# Gambler's Problem

In [None]:
import numpy as np
import pandas as pd
import matplotlib.pyplot as plt

import seaborn as sns
sns.set_theme(style="darkgrid", palette="deep")
%matplotlib inline

![Value Iteration Pseudocode](images/value_iteration_pseudocode.jpeg)

In [None]:
NUM_STATES = 100
NUM_TERMINALS = 1
TRANSITION_PROBABILITY = 0.4
DISCOUNT_FACTOR = 1
THRESHOLD = 1e-50

In [None]:
def one_step_lookahead(p_h, s, V, rewards, gamma):
    A = np.zeros(NUM_STATES + NUM_TERMINALS)

    for a in range(1, min(s, NUM_STATES - s) + 1):
        A[a] = p_h * (rewards[s + a] + V[s + a] * gamma) + (1 - p_h) * (rewards[s - a] + V[s - a] * gamma)

    return A


def value_iteration_for_gamblers(p_h, gamma=0.99, theta=1e-5):
    rewards = np.zeros(NUM_STATES + NUM_TERMINALS) # 0-100
    rewards[100] = 1

    V = np.zeros(NUM_STATES + NUM_TERMINALS)
    num_iterations = 0

    history = {
        "state_values": [ V.copy() ],
        "delta" : []
    } 

    while True:
        delta = 0

        for s in range(1, NUM_STATES):
            best_action_value = V[s]
            V[s] = np.max(one_step_lookahead(p_h, s, V, rewards, gamma))
            delta = max(delta, np.abs(best_action_value - V[s]))

        num_iterations += 1
        history["state_values"].append(V.copy())
        history["delta"].append(delta)

        if delta <= theta:
            break


    print(f"Num Iterations: {num_iterations}")
    policy = np.zeros(NUM_STATES)
    for s in range(1, NUM_STATES):
        policy[s] = np.argmax(one_step_lookahead(p_h, s, V, rewards, gamma))

Pointing and labeling items
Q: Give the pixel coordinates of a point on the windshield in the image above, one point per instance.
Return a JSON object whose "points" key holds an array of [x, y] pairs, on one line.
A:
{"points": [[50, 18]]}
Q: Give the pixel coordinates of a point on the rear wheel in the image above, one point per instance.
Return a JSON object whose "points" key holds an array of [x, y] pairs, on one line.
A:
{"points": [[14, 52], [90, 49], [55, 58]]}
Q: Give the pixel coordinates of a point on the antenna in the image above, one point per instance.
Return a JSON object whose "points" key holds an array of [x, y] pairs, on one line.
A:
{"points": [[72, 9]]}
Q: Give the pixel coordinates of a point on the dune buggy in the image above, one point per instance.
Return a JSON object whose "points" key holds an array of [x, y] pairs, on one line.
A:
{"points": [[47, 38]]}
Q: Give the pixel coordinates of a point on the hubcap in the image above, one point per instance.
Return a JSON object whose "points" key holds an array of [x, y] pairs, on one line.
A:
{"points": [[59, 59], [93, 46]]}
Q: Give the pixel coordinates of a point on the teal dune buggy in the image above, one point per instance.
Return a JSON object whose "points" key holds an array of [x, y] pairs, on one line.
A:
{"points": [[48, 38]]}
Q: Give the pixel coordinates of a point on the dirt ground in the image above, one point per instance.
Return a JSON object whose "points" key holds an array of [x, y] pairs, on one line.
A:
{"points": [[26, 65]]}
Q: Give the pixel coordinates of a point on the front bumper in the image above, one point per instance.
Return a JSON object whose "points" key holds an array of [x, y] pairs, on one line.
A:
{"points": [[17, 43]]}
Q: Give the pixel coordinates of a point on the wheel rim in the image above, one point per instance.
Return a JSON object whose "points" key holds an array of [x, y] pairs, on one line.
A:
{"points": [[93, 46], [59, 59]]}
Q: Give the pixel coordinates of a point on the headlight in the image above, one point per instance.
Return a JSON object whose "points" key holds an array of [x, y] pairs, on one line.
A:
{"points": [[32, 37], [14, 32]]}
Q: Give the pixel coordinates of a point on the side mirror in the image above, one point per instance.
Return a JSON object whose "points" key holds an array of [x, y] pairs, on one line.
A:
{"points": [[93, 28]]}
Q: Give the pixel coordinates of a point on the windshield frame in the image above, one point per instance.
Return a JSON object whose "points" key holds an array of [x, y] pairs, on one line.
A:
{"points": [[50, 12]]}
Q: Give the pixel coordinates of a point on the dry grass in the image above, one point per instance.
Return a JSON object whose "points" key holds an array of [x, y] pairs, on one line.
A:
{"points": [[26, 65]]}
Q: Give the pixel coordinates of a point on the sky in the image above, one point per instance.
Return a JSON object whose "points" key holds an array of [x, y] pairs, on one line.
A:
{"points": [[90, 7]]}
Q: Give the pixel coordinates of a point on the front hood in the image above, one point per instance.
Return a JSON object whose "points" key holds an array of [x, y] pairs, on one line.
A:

What you need to do:
1. Answer these questions about the Gambler's Problem notebook, one answer per line:
(a) What value is assigned to TRANSITION_PROBABILITY?
(b) In value_iteration_for_gamblers, which index of the rewards array is set to 1?
(c) What default value does the theta parameter of value_iteration_for_gamblers have?
2. Write the code that follows the last line of the Gambler's Problem notebook, starting right after it.

Solved tasks:
1.
(a) 0.4
(b) 100
(c) 1e-5

2.
    return policy, V, history

In [None]:
policy, V, history = value_iteration_for_gamblers(TRANSITION_PROBABILITY, gamma=DISCOUNT_FACTOR, theta=THRESHOLD)

In [None]:
# Plotting Final Policy (action stake) vs State (Capital)
# The graph shows the value function found by successive sweeps of value iteration

plt.figure(figsize=(30, 5))

plt.title('Final Policy vs Stake')
plt.xlabel('Capital')
plt.ylabel('Value Estimate')

sns.lineplot(x=np.arange(100), y=V[:NUM_STATES])

In [None]:
# Plot Each Sweep(History)
plt.figure(figsize=(30, 10))

for idx, sweep in enumerate(history["state_values"]):
    sns.lineplot(x=np.arange(100), y=sweep[:NUM_STATES], label=f"Sweep {idx}")
    # print(sweep.shape)
    # break

plt.legend()

In [None]:
# Plotting Capital vs Final Policy
plt.figure(figsize=(30, 10))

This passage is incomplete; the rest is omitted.